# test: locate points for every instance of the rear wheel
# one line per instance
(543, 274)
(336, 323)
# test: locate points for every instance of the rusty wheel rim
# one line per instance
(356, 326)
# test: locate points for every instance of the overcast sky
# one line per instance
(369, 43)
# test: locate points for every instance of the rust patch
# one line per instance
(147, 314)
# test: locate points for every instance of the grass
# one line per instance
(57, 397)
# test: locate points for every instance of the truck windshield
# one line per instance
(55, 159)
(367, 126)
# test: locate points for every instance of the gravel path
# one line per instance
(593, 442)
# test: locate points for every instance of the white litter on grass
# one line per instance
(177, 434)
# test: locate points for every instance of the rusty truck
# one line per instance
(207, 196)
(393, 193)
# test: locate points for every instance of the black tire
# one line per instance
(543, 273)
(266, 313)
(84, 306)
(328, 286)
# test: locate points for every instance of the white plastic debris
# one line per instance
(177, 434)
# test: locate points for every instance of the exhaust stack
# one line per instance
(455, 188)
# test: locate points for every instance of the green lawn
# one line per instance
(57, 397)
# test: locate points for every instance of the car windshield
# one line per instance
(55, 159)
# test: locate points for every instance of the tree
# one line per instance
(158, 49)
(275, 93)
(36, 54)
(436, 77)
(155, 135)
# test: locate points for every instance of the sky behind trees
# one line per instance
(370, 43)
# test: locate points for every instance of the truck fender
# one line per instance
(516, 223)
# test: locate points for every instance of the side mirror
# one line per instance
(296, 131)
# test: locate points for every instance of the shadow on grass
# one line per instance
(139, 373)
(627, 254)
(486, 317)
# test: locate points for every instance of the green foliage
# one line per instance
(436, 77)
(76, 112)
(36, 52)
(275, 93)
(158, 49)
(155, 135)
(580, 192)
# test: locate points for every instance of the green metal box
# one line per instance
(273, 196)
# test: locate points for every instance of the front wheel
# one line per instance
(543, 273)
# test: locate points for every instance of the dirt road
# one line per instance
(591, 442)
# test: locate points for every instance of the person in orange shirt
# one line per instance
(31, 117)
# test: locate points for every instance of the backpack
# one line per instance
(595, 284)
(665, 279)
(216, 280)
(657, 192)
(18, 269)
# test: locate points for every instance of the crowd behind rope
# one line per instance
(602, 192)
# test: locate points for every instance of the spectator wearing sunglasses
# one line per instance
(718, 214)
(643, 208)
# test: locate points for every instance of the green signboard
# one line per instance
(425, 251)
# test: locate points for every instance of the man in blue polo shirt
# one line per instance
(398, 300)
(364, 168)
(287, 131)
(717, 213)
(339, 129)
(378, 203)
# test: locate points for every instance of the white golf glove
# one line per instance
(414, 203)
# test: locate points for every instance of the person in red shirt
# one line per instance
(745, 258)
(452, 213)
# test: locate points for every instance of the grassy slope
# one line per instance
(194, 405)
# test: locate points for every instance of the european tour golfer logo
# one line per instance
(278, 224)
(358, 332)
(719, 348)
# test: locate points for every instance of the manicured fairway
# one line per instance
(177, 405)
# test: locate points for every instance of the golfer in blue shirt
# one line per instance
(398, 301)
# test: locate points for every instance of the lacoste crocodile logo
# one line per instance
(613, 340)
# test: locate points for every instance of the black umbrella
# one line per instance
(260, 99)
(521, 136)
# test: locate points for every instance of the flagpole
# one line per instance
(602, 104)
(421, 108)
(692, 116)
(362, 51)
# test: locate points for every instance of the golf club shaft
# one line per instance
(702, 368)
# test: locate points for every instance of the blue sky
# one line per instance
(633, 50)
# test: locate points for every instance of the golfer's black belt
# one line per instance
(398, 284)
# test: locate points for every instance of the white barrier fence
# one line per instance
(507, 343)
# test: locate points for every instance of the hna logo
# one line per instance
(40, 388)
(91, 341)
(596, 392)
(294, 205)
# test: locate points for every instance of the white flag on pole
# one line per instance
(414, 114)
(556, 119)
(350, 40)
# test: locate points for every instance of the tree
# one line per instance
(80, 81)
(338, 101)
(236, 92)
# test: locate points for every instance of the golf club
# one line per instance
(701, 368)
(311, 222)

§ The task: Find the lines in the records that contain the word "blue", then copy every one of them.

§ Exercise result:
# test: locate points for every instance of the man in blue polo shirt
# test: locate points for every instance of the golfer in blue shirt
# test: locate points for every instance of the blue sky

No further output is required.